RECORDS TO PROCESS
*** Begin section ***

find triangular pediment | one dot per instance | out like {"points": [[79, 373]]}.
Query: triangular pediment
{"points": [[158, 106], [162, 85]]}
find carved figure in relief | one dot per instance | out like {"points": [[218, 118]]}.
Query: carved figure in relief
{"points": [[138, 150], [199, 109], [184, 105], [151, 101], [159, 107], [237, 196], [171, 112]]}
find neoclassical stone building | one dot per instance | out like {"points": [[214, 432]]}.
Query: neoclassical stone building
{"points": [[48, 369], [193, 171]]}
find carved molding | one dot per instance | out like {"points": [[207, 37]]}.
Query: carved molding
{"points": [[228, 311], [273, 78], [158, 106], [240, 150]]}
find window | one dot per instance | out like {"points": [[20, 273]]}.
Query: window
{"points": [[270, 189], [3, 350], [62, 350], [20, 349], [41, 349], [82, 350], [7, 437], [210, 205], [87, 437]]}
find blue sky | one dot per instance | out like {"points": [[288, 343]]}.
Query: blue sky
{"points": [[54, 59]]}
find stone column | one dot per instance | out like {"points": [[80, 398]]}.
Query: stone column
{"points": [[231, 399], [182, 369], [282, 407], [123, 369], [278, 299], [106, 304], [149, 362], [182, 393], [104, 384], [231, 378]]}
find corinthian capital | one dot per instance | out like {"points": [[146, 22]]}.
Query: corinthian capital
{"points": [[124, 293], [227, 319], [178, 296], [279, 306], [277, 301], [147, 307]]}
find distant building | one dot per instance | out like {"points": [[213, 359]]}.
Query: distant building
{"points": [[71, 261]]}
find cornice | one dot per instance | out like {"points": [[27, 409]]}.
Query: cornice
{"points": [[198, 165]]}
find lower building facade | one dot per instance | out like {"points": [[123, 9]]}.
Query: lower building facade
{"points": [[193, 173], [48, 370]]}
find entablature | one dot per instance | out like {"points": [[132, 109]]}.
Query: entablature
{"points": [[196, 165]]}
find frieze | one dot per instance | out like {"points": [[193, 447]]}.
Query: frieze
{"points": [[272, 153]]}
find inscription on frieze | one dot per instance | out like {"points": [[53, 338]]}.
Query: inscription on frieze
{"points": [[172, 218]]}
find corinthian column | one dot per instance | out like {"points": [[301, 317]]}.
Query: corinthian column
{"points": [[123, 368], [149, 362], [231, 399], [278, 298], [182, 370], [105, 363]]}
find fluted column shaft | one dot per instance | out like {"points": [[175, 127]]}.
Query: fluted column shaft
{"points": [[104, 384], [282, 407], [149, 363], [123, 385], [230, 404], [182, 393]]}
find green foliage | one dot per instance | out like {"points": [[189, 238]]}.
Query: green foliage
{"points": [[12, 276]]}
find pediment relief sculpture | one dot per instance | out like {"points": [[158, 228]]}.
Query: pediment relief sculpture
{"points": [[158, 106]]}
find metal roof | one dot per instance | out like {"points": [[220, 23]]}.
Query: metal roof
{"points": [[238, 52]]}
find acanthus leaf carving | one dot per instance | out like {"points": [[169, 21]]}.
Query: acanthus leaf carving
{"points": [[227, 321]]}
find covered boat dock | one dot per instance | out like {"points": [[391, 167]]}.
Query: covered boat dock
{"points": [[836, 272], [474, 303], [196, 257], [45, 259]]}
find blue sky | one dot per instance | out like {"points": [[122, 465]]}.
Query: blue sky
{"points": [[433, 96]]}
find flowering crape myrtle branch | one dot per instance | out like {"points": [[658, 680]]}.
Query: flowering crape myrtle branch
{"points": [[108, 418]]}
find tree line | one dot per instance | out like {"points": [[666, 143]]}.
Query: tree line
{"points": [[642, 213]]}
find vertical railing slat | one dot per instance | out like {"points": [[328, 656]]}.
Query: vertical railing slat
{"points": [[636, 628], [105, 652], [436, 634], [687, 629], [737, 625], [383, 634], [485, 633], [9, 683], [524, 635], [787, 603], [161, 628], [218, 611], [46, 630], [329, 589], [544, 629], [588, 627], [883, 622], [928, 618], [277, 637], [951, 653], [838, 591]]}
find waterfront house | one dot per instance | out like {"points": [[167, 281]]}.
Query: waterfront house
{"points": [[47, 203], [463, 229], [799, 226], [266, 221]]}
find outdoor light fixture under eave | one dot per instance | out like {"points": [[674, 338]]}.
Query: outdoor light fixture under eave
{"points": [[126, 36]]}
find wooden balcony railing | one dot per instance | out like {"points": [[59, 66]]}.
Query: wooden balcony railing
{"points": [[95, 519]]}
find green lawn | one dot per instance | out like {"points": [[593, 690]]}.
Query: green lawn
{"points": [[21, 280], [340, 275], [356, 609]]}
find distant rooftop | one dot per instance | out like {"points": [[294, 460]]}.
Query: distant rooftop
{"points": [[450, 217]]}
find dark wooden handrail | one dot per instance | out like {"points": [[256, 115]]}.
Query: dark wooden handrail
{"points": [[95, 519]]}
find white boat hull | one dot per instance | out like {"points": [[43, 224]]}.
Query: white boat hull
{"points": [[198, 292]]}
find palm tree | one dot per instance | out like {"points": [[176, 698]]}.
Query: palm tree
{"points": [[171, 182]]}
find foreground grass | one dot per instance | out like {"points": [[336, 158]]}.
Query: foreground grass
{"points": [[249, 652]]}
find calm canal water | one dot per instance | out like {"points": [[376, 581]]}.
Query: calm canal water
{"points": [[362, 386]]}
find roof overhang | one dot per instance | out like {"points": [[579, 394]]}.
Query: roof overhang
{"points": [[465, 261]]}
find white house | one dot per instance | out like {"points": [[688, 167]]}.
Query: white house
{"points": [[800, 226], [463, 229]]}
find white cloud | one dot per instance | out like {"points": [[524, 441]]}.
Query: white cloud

*** End section ***

PROBLEM TO WORK ON
Exactly as they appear above, the records are to be transcribed in full.

TASK OUTPUT
find triangular pediment | one dot per instance | out like {"points": [[79, 373]]}.
Query: triangular pediment
{"points": [[158, 106], [162, 85]]}
find carved figure in relief | one dot per instance | out like {"points": [[218, 118]]}.
Query: carved figure in relief
{"points": [[138, 150], [199, 109], [184, 105], [151, 101], [159, 107], [237, 196], [171, 112]]}
find neoclassical stone building | one dot per instance | out like {"points": [[214, 432]]}.
Query: neoclassical stone building
{"points": [[48, 369], [193, 171]]}
find carved molding | one dot per instance | out like {"points": [[207, 37]]}.
Query: carved molding
{"points": [[228, 311], [273, 78], [158, 106], [240, 150]]}
find window | one dot per instance | out like {"points": [[20, 273]]}.
Query: window
{"points": [[270, 189], [3, 350], [62, 350], [20, 349], [41, 349], [82, 350], [7, 437], [210, 205], [87, 437]]}
find blue sky | one dot per instance | out like {"points": [[288, 343]]}.
Query: blue sky
{"points": [[54, 59]]}
find stone column | one dot per instance | out like {"points": [[80, 398]]}.
Query: stone column
{"points": [[231, 399], [182, 369], [282, 407], [123, 369], [278, 299], [106, 304], [149, 362], [182, 393], [104, 384], [231, 378]]}
find corinthian capital | one dot per instance | out like {"points": [[146, 22]]}.
Query: corinthian capital
{"points": [[124, 293], [227, 319], [178, 296], [279, 306], [277, 301], [147, 307]]}
find distant building | one dot per instance | out like {"points": [[213, 359]]}.
Query: distant building
{"points": [[71, 261]]}
find cornice | one dot per instance | out like {"points": [[27, 409]]}.
Query: cornice
{"points": [[198, 165]]}
find lower building facade | one dot per instance | out like {"points": [[123, 9]]}.
Query: lower building facade
{"points": [[193, 173], [48, 370]]}
find entablature | one dot per instance | out like {"points": [[132, 109]]}.
Query: entablature
{"points": [[196, 165]]}
find frieze | one dot per instance | out like {"points": [[193, 447]]}.
Query: frieze
{"points": [[272, 153]]}
find inscription on frieze | one dot per instance | out like {"points": [[53, 338]]}.
Query: inscription on frieze
{"points": [[172, 218]]}
find corinthian column | one dot per instance | out like {"points": [[301, 317]]}.
Query: corinthian column
{"points": [[123, 368], [149, 362], [231, 399], [278, 298], [182, 370], [105, 363]]}
find fluted column shaft | one dot per instance | out like {"points": [[175, 127]]}.
Query: fluted column shaft
{"points": [[104, 384], [282, 407], [149, 363], [123, 385], [230, 404], [182, 393]]}
find green foliage | one dot per instance | out like {"points": [[189, 238]]}.
Query: green foliage
{"points": [[12, 276]]}
find pediment relief sculpture | one dot per instance | out like {"points": [[158, 228]]}.
Query: pediment relief sculpture
{"points": [[158, 106]]}
find metal roof | one dot per instance | out like {"points": [[220, 23]]}.
Query: metal roof
{"points": [[238, 52]]}
find acanthus leaf carving | one dot per instance | out like {"points": [[169, 21]]}.
Query: acanthus leaf carving
{"points": [[227, 321]]}
find covered boat dock | one dot per instance | out like {"points": [[391, 167]]}.
Query: covered boat dock
{"points": [[836, 272], [474, 303], [196, 257], [45, 259]]}
find blue sky | one dot per instance | out like {"points": [[122, 465]]}.
Query: blue sky
{"points": [[433, 96]]}
find flowering crape myrtle branch | one dot per instance | out like {"points": [[658, 680]]}.
Query: flowering crape myrtle branch
{"points": [[108, 418]]}
find tree line | one dot per instance | out like {"points": [[666, 143]]}.
Query: tree line
{"points": [[642, 213]]}
find vertical railing slat | one dot per instance | out like {"points": [[328, 656]]}.
Query: vertical railing slat
{"points": [[636, 628], [105, 652], [436, 634], [687, 629], [737, 625], [383, 634], [485, 633], [9, 683], [524, 635], [787, 603], [161, 628], [218, 611], [46, 630], [329, 589], [544, 629], [588, 627], [883, 622], [928, 618], [277, 637], [951, 653], [838, 591]]}
find waterfront house | one dot per instance | out like {"points": [[167, 281]]}.
Query: waterfront house
{"points": [[47, 203], [463, 229], [799, 226], [266, 221]]}
find outdoor light fixture under eave | one dot per instance | out like {"points": [[674, 338]]}.
Query: outdoor light fixture under eave
{"points": [[126, 36]]}
find wooden balcony railing | one dot per instance | out like {"points": [[59, 66]]}.
Query: wooden balcony railing
{"points": [[95, 519]]}
find green lawn | one dot per instance | out like {"points": [[593, 690]]}.
Query: green lawn
{"points": [[21, 280], [340, 275], [356, 609]]}
find distant rooftop | one dot per instance | out like {"points": [[294, 460]]}.
Query: distant rooftop
{"points": [[450, 217]]}
find dark wooden handrail | one dot per instance | out like {"points": [[256, 115]]}.
Query: dark wooden handrail
{"points": [[95, 519]]}
find white boat hull | one dot per instance | out like {"points": [[43, 224]]}.
Query: white boat hull
{"points": [[198, 292]]}
find palm tree | one dot per instance | out like {"points": [[176, 698]]}.
Query: palm tree
{"points": [[171, 182]]}
find foreground grass | one dot per instance | out like {"points": [[336, 158]]}.
Query: foreground grass
{"points": [[249, 652]]}
find calm canal water | one dot per instance | out like {"points": [[376, 581]]}.
Query: calm canal water
{"points": [[362, 386]]}
find roof overhang | one dot per instance | out like {"points": [[579, 394]]}.
Query: roof overhang
{"points": [[465, 261]]}
find white house | one dot per instance | out like {"points": [[688, 167]]}.
Query: white house
{"points": [[800, 226], [463, 229]]}
find white cloud | one dot per instance | out like {"points": [[524, 441]]}.
Query: white cloud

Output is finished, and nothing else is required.